[What is asked]: Each entry below must be repeated word for word.

— Start of Given entries —

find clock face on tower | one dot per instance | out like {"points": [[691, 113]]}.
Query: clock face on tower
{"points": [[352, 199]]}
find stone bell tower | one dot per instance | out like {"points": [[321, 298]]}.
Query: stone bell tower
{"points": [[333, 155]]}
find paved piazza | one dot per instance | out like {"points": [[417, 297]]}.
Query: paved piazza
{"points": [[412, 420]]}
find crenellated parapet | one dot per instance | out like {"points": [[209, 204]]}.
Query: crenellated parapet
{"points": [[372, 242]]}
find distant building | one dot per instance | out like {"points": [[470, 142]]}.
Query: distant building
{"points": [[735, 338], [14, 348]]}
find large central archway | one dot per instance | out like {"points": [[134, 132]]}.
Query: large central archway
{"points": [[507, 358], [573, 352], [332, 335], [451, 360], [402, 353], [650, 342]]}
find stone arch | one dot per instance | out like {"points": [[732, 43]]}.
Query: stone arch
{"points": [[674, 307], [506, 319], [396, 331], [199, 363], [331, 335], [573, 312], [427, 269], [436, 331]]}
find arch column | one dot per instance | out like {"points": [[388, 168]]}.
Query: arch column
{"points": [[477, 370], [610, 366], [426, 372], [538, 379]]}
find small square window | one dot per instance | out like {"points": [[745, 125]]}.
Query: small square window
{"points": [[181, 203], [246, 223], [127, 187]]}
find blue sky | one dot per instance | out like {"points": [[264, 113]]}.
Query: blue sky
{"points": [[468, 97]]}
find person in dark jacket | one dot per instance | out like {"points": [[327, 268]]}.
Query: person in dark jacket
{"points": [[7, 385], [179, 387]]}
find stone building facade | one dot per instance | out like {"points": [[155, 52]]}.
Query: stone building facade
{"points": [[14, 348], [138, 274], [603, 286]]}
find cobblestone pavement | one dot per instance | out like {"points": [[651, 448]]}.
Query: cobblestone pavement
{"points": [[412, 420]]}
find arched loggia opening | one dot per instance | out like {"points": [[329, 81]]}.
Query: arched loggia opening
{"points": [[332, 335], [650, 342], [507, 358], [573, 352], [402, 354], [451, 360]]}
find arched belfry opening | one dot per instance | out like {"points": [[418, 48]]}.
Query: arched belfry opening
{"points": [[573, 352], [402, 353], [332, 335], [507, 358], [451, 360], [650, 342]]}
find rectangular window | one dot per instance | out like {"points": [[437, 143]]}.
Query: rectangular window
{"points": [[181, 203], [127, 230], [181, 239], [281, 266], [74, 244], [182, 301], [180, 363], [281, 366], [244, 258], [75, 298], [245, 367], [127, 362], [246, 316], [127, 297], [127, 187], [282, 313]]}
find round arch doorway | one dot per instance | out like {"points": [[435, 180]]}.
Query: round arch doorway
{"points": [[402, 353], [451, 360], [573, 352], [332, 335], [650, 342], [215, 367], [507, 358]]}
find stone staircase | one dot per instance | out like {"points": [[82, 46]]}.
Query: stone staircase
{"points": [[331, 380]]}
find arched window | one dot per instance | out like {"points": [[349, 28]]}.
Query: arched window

— End of Given entries —

[Task result]:
find clock face on tower | one dot per instance | out like {"points": [[691, 113]]}.
Query: clock face on tower
{"points": [[352, 199]]}
find stone bell tower | one dot per instance | out like {"points": [[321, 298]]}.
Query: stone bell tower
{"points": [[333, 155]]}
find paved piazza | one dot per instance | out like {"points": [[417, 297]]}.
Query: paved piazza
{"points": [[412, 420]]}
find crenellated parapet | one dot per instance | out like {"points": [[209, 204]]}.
Query: crenellated parapet
{"points": [[372, 242]]}
find distant building | one dot per instance | out like {"points": [[470, 142]]}.
Query: distant building
{"points": [[735, 338], [14, 348]]}
find large central archway | one dot per instance | out like {"points": [[134, 132]]}.
Query: large central archway
{"points": [[507, 358], [573, 352], [332, 335], [451, 360], [402, 353], [650, 342]]}
find stone arch | one dot per instance | out like {"points": [[732, 43]]}.
Query: stone arch
{"points": [[674, 307], [506, 319], [396, 331], [199, 363], [331, 335], [573, 312], [427, 269], [436, 331]]}
find arch column | one dot per instance | out like {"points": [[388, 168]]}.
Query: arch column
{"points": [[477, 370], [610, 366], [426, 372], [538, 379]]}
find small square window | one dot per instance | out like {"points": [[745, 125]]}.
Query: small square window
{"points": [[181, 203], [246, 223], [127, 187]]}
find blue sky | one dot per instance | out like {"points": [[264, 113]]}.
Query: blue sky
{"points": [[468, 97]]}
find person in dark jacket | one dot per instance | out like {"points": [[327, 268]]}.
Query: person in dark jacket
{"points": [[7, 385], [179, 387]]}
find stone building facade | one dot per instance | out like {"points": [[155, 52]]}.
Query: stone building facade
{"points": [[14, 348], [138, 274], [603, 286]]}
find cobblestone pavement | one dot per instance | out like {"points": [[651, 448]]}.
Query: cobblestone pavement
{"points": [[412, 420]]}
find arched loggia opening | one dot per instance | out like {"points": [[329, 81]]}.
Query: arched loggia opening
{"points": [[332, 335], [650, 342], [507, 358], [573, 352], [402, 354], [451, 360]]}
find arched belfry opening | one dot per instance | out like {"points": [[418, 48]]}.
Query: arched belfry opening
{"points": [[573, 352], [402, 353], [332, 335], [507, 358], [451, 360], [650, 342]]}
find rectangular window | one dot per instance | out like {"points": [[437, 143]]}.
Query: rectangular window
{"points": [[181, 203], [127, 230], [181, 239], [281, 266], [74, 244], [182, 301], [180, 363], [281, 366], [244, 258], [75, 298], [245, 367], [127, 362], [246, 316], [127, 297], [127, 187], [282, 313]]}
find round arch doorway | one dot per instance | out like {"points": [[435, 180]]}.
Query: round arch doorway
{"points": [[402, 353], [451, 360], [573, 352], [332, 335], [650, 342], [215, 367], [507, 358]]}
find stone staircase | one dot per instance | out like {"points": [[82, 46]]}.
Query: stone staircase
{"points": [[331, 380]]}
find arched window | one dot per instance | out like {"points": [[349, 28]]}.
Query: arched window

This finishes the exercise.